» Document passage
Going back to dpriebe’s quote, it’s all about money. Software developers are way cheaper than datacenters, and much easier to dispose of when you’re done.
Ed – you are vastly underestimating the implications of cloud computing if you don’t think that corporations will buy in. Many already are and many companies are considering it since it’s so much cheaper.
Life – Also, Nicolas Carr is not exactly a mainstream tech voice. However, I believe it would be accurate to assume that many companies will be utilizing the cloud to save money and focus on their core competency.
I’m shocked that Vmware and Akamai were not mentioned in the article.
Derrick
Christopher, thanks for the link. Pretty complicated stuff for me to digest. Not sure if the security issue could ever provide 100% confidence to customers’ concerns. 60 Minutes recently did a piece on internet security: Thousands of attcks per day to national defense, banks, electrical grids, etc. $100 million stolen through hacking banks ATM machines.

» Entries
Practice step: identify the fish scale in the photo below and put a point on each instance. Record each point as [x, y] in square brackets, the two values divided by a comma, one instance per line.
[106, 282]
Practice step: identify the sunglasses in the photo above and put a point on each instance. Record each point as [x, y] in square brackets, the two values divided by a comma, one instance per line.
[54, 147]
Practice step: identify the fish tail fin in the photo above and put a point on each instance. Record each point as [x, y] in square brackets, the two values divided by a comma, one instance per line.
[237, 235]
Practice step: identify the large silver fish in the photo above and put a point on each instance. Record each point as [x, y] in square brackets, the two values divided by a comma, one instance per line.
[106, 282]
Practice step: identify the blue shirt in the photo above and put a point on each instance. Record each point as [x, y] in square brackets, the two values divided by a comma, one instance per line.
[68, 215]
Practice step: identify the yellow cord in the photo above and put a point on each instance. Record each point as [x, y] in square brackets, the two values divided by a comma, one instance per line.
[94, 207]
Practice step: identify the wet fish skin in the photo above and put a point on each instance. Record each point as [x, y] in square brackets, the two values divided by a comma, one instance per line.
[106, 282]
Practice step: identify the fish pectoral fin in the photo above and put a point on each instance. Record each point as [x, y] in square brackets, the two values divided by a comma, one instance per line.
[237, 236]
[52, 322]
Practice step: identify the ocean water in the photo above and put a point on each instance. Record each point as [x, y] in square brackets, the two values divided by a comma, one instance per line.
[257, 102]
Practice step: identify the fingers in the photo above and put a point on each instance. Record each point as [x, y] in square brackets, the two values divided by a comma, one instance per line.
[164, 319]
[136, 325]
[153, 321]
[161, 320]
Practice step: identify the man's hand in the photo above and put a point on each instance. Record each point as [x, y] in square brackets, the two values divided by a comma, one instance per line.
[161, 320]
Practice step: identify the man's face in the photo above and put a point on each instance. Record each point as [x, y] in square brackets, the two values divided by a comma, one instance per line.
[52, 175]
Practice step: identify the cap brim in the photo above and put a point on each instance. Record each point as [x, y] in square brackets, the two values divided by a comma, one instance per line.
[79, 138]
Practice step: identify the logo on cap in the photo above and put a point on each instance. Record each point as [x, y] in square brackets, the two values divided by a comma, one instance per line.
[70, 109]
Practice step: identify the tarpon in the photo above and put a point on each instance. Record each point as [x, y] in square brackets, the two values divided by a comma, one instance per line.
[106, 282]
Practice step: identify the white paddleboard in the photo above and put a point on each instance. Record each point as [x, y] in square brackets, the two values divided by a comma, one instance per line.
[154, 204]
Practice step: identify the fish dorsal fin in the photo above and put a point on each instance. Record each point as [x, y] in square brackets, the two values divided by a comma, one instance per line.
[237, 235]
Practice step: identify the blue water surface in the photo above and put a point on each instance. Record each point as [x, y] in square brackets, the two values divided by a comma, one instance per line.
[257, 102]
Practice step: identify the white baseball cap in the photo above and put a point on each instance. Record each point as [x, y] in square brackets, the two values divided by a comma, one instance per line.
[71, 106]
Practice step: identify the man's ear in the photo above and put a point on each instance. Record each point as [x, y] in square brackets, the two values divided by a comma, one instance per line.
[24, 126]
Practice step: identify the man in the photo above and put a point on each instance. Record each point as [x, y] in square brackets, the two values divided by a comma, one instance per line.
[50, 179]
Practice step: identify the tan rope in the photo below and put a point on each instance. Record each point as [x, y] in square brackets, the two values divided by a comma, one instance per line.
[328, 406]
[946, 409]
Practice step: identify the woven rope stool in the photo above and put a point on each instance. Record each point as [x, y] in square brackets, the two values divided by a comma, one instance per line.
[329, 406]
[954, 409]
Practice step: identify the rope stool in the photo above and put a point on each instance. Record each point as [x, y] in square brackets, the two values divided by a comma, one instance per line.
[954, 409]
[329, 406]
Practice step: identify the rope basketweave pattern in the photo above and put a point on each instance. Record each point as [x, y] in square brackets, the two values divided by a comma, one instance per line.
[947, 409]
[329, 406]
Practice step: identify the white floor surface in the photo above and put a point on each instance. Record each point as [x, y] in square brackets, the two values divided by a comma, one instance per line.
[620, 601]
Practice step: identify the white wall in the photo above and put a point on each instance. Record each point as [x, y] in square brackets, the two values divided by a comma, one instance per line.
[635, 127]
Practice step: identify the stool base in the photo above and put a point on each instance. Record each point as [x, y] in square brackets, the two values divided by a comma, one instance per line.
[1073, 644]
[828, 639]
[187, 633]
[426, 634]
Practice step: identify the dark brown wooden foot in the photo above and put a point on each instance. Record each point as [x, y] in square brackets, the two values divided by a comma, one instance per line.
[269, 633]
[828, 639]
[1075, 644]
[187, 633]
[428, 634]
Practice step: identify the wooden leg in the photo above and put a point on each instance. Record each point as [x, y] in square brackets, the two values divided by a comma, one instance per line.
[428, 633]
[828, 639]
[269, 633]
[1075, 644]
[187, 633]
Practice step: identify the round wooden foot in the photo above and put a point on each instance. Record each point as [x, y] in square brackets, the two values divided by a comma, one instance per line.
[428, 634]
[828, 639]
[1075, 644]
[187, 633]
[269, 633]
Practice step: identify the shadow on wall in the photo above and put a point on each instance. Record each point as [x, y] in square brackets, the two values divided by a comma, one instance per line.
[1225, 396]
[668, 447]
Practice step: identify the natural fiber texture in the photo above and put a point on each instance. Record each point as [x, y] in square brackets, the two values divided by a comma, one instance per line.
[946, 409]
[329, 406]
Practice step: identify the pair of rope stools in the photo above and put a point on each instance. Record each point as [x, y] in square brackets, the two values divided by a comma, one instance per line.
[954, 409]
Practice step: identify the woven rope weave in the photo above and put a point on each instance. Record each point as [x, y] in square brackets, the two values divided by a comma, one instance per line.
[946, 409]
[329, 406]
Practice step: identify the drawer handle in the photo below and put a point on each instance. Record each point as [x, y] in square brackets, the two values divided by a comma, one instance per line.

» Exercise tasks
a – Edit the cloud computing comments from "Life – Also, Nicolas" up to and including "banks ATM machines.", replacing "core competency" with "core business".
b – Pick up the cloud computing comments after their last sentence and continue writing them.

» Answers to the problems
a –
Life – Also, Nicolas Carr is not exactly a mainstream tech voice. However, I believe it would be accurate to assume that many companies will be utilizing the cloud to save money and focus on their core business.
I’m shocked that Vmware and Akamai were not mentioned in the article.
Derrick
Christopher, thanks for the link. Pretty complicated stuff for me to digest. Not sure if the security issue could ever provide 100% confidence to customers’ concerns. 60 Minutes recently did a piece on internet security: Thousands of attcks per day to national defense, banks, electrical grids, etc. $100 million stolen through hacking banks ATM machines.

b –
The Big Switch by Nicholas Carr is an excellent explanation of the next wave in computing. Basically computing power will be provided and thought of like electricity:
http://www.nicholasgcarr.com/bigswitch/
kailua,
Here is a good explanation:
http://en.wikipedia.org/wiki/Cloud_computing
dcmarciano and IBM is certainly a big player in this. IBM was basically already going this way (to services provided by their big servers) before it was even called cloud computing. Google is big too.
BTW Virtual Machines play a big role in this too. They allow for the companies that might have applications that they created or any other reason they can’t just run X application, instead they can say, give me X amount of machines.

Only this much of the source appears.